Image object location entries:
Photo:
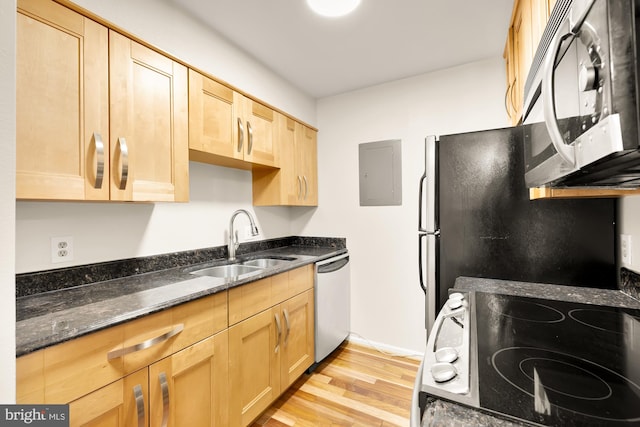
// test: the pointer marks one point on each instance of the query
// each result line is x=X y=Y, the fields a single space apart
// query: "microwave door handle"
x=421 y=266
x=567 y=152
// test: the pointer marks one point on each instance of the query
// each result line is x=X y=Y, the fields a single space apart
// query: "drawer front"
x=249 y=299
x=75 y=368
x=153 y=337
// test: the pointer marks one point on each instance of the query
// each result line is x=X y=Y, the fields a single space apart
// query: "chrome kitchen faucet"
x=233 y=235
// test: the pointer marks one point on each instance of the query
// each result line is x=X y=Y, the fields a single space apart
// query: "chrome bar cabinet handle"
x=250 y=137
x=124 y=172
x=278 y=332
x=145 y=344
x=288 y=325
x=306 y=187
x=240 y=135
x=164 y=387
x=97 y=140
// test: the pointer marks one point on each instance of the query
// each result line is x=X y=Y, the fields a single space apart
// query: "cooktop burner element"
x=558 y=363
x=526 y=310
x=571 y=383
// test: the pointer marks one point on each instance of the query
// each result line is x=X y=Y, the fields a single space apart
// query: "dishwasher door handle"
x=333 y=264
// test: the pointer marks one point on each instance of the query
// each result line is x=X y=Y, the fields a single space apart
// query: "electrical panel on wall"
x=380 y=173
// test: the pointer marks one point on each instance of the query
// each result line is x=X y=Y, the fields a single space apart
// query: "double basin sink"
x=243 y=268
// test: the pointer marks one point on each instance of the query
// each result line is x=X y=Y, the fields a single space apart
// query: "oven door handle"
x=567 y=152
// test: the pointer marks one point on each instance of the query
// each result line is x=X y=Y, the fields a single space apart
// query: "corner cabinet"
x=296 y=182
x=227 y=128
x=99 y=116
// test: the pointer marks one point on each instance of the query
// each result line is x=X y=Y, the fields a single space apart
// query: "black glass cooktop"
x=558 y=363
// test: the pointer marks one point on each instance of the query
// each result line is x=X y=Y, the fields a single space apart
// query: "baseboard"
x=384 y=348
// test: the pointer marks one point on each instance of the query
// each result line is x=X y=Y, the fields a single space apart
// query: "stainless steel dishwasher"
x=333 y=299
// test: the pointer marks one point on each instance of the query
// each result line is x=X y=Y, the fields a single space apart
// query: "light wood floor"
x=355 y=386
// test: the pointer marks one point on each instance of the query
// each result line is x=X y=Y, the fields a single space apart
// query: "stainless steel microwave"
x=581 y=97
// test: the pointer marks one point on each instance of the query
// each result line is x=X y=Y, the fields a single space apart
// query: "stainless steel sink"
x=268 y=262
x=227 y=271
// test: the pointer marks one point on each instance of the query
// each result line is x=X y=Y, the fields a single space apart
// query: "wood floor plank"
x=356 y=386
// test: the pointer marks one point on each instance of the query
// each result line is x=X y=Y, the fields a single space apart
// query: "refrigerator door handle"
x=423 y=283
x=423 y=180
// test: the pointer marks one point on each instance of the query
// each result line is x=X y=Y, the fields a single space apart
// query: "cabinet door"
x=254 y=366
x=291 y=187
x=211 y=117
x=189 y=387
x=62 y=101
x=149 y=124
x=121 y=403
x=307 y=164
x=255 y=130
x=298 y=337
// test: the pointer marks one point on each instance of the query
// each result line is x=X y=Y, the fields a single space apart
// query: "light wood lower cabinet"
x=186 y=388
x=254 y=366
x=269 y=350
x=121 y=403
x=207 y=374
x=190 y=387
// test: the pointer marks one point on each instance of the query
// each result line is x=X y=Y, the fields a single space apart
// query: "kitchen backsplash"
x=51 y=280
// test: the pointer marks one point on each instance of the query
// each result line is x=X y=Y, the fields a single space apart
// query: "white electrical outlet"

*Given instruction*: Collect every line of the items above that contains the word "cabinet", copying each one in full.

*Answer in full*:
// query: "chrome bar cabinet handle"
// query: "corner cabinet"
// query: "cabinet door"
// query: "light wood lower cabinet"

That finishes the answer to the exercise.